= Problem A =
According to the report on the Sagaing village raids, how many houses did regime forces torch in Moktha Village?
= Problem B =
Copy the report on the Sagaing village raids word for word, starting with "On Wednesday, junta" and going on through "the Chindwin River.".

= Exercise passage =
- - - -
An estimated 5,000 residents of Sagaing Region were forced to flee their homes on Thursday after Myanmar junta forces raided and burned down houses in at least four villages in Mingin and Taze townships.
Three detachments of over 200 regime troops and pro-junta Pyu Saw Htee militia raided and burned down Moktha and Mouktat villages in the east of Mingin Township on early Thursday morning, according to the Mingin-People’s Defense Force (Mingin-PDF) and residents.
The latest junta atrocities came after regime soldiers in nearby Sanabyin Village were raided by a resistance group on early Wednesday morning, killing three junta troops and injuring two others.
During Thursday’s junta raid, regime forces torched 178 houses out of 200 in Moktha Village, as well as more than 120 houses including a monastery out of a total of around 150 houses in Mouktat Village, the spokesperson for Mingin-PDF told The Irrawaddy on Friday.
Most of the residents of the two villages luckily managed to flee the junta raids as they were notified in advance about the soldiers heading to the villages, according to locals.
Regime forces used heavy explosives in the raids, claimed residents.
A Moktha villager told The Irrawaddy that his 21-year-old cousin’s brother Ko Naing Soe Lin was killed after being shot in the head during the raids. Another three villagers are still missing.
Three PDF fighters on guard near the village were detained and then killed by junta forces. Other resistance fighters were able to escape.
“The junta forces are aiming to cut off access to food in our area because they made sure to burn down all the rice stores first before they torched the houses,” said one Moktha villager who saw three of his houses, a rice storage facility and some motorbikes go up in smoke in the junta raid.
On Wednesday, junta soldiers and a Pyu Saw Htee member were reportedly killed when a combined force of Mingin Township PDFs raided a military camp in Mokkattaw Village.
Mingin-PDF claimed also to have killed four regime troops and injured another eight on Wednesday, when its fighters ambushed a military flotilla of five motorboats transporting ammunition along the Chindwin River.
On January 31, around 200 Pyu Saw Htee militia and junta troops supporting a military flotilla of eight vessels burned houses in four villages in Mingin Township, after sustaining heavy losses during clashes with PDFs from Kani Township.
- - - -
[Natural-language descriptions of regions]
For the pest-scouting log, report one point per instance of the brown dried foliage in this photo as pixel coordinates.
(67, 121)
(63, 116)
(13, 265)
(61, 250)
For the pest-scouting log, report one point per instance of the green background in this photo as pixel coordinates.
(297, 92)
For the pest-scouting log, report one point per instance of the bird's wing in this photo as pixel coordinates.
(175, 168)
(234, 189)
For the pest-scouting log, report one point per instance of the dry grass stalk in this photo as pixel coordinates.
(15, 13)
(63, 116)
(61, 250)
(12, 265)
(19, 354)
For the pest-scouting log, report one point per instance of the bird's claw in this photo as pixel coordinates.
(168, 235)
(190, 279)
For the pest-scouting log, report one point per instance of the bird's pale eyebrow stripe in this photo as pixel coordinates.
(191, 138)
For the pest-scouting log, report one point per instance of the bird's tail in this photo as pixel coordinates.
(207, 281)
- - - -
= Answer section A =
178 of the village's 200 houses.

= Answer section B =
On Wednesday, junta soldiers and a Pyu Saw Htee member were reportedly killed when a combined force of Mingin Township PDFs raided a military camp in Mokkattaw Village.
Mingin-PDF claimed also to have killed four regime troops and injured another eight on Wednesday, when its fighters ambushed a military flotilla of five motorboats transporting ammunition along the Chindwin River.